Count the lines below that hold the string "white". Give only that number.
__________
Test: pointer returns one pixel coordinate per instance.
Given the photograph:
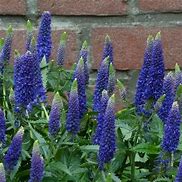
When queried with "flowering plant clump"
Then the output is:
(82, 135)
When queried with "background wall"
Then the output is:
(127, 22)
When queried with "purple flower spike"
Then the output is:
(44, 42)
(28, 81)
(73, 115)
(29, 36)
(179, 174)
(14, 151)
(61, 49)
(100, 117)
(172, 130)
(108, 49)
(6, 49)
(2, 127)
(112, 80)
(80, 75)
(84, 55)
(155, 83)
(122, 90)
(101, 83)
(2, 173)
(168, 90)
(37, 164)
(144, 76)
(108, 137)
(55, 114)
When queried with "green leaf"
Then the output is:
(59, 166)
(115, 178)
(42, 141)
(90, 148)
(179, 90)
(146, 148)
(44, 71)
(15, 170)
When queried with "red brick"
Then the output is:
(71, 48)
(13, 7)
(129, 45)
(83, 7)
(160, 5)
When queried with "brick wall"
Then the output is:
(127, 22)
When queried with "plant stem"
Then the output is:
(132, 162)
(45, 111)
(172, 159)
(4, 96)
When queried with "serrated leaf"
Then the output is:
(115, 178)
(90, 148)
(60, 167)
(40, 121)
(146, 148)
(42, 141)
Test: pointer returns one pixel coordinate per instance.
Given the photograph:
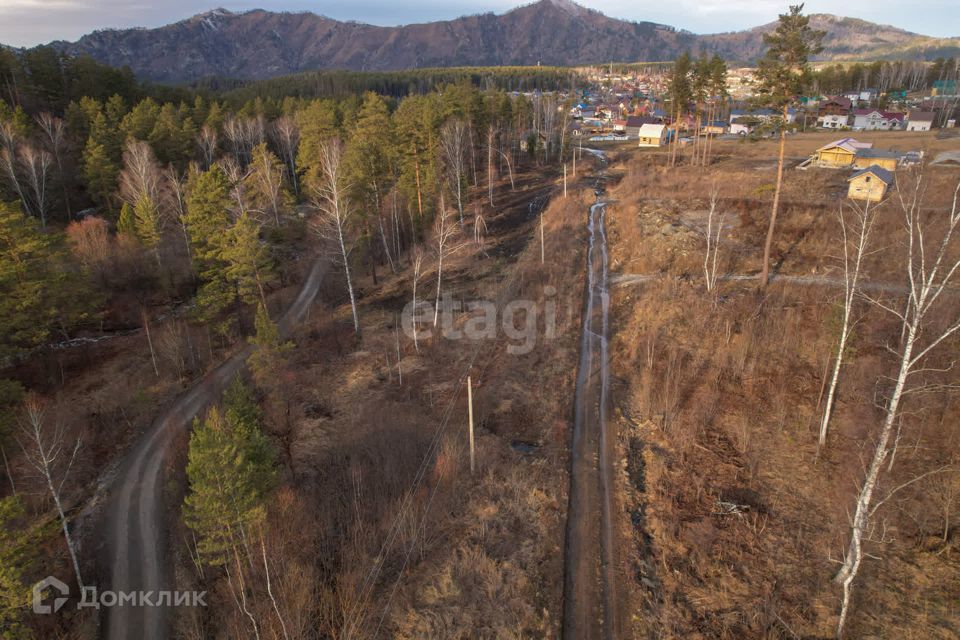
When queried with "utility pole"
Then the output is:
(470, 413)
(542, 252)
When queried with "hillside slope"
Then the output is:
(262, 44)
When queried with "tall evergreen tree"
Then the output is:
(208, 223)
(247, 260)
(231, 470)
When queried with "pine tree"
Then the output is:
(99, 172)
(208, 223)
(318, 123)
(265, 360)
(783, 74)
(231, 470)
(367, 160)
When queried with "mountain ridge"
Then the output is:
(258, 44)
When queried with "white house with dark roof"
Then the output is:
(876, 120)
(920, 120)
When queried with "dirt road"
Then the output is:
(135, 558)
(591, 602)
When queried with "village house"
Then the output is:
(715, 128)
(865, 158)
(652, 135)
(839, 106)
(633, 124)
(920, 120)
(840, 153)
(874, 120)
(870, 184)
(833, 121)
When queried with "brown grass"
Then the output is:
(737, 522)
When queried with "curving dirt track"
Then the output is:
(135, 558)
(591, 607)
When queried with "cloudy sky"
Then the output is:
(30, 22)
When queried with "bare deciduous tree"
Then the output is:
(855, 236)
(331, 201)
(46, 450)
(141, 175)
(268, 181)
(417, 270)
(176, 205)
(36, 165)
(712, 236)
(453, 140)
(287, 136)
(55, 131)
(931, 264)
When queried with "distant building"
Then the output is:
(874, 120)
(920, 120)
(838, 106)
(865, 158)
(652, 135)
(870, 184)
(840, 153)
(833, 121)
(632, 124)
(944, 88)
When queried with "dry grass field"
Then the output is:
(738, 521)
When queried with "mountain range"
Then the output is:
(260, 44)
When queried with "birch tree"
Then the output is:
(49, 453)
(36, 165)
(445, 244)
(55, 133)
(417, 270)
(331, 201)
(713, 242)
(269, 192)
(855, 236)
(931, 266)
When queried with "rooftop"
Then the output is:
(879, 172)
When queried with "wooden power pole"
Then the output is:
(470, 414)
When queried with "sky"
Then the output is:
(32, 22)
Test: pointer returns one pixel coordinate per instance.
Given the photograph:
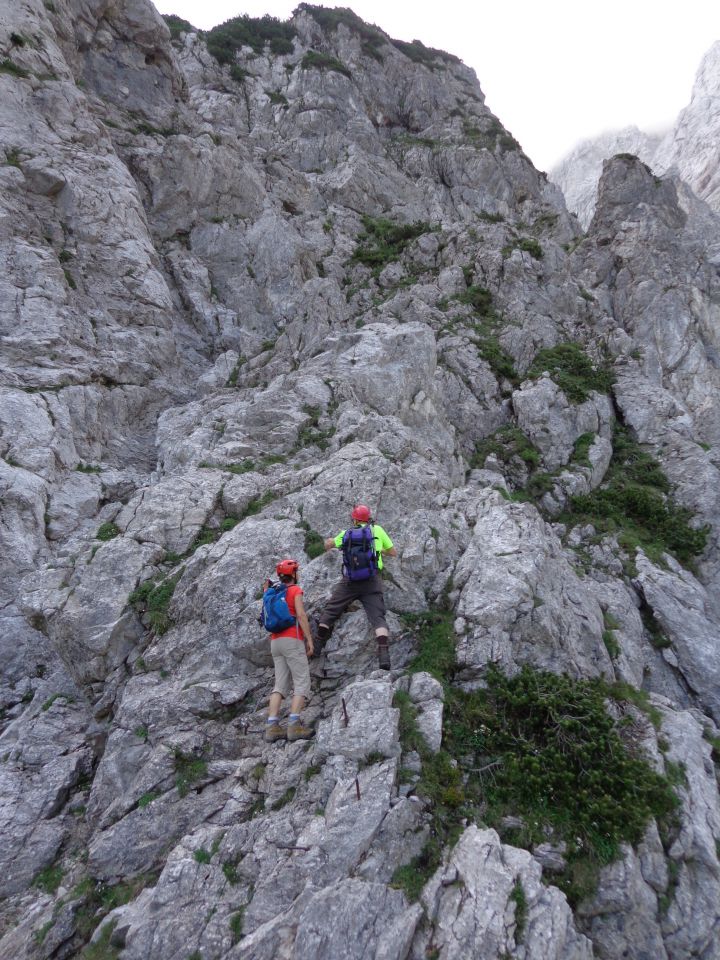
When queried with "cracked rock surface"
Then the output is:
(235, 300)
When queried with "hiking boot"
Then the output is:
(273, 732)
(322, 635)
(298, 731)
(383, 656)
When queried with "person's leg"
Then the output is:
(373, 601)
(273, 730)
(297, 661)
(341, 597)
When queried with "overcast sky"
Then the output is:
(555, 71)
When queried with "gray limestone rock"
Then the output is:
(472, 912)
(204, 362)
(366, 723)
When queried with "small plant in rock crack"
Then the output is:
(383, 241)
(152, 599)
(633, 503)
(107, 531)
(573, 371)
(189, 769)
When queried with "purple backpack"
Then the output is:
(359, 557)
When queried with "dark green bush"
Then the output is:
(427, 56)
(331, 18)
(506, 443)
(383, 241)
(436, 654)
(177, 25)
(633, 503)
(225, 40)
(314, 60)
(573, 371)
(189, 769)
(107, 531)
(8, 66)
(314, 542)
(152, 598)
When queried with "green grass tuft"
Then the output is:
(107, 531)
(314, 60)
(227, 39)
(383, 241)
(189, 769)
(177, 25)
(633, 503)
(49, 879)
(152, 599)
(236, 924)
(573, 371)
(517, 895)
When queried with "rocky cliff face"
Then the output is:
(237, 298)
(688, 150)
(579, 172)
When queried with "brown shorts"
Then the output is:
(291, 664)
(368, 592)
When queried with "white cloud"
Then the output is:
(554, 72)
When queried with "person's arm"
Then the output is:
(333, 542)
(385, 543)
(305, 624)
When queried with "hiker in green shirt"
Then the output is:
(363, 546)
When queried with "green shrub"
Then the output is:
(107, 531)
(500, 362)
(152, 599)
(314, 542)
(177, 25)
(573, 371)
(383, 241)
(527, 244)
(49, 879)
(506, 443)
(490, 217)
(331, 18)
(315, 60)
(227, 39)
(236, 924)
(488, 133)
(427, 56)
(40, 934)
(517, 895)
(189, 769)
(581, 449)
(277, 98)
(633, 503)
(8, 66)
(284, 799)
(12, 157)
(554, 755)
(436, 635)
__________
▶ [ANSWER BOX] 2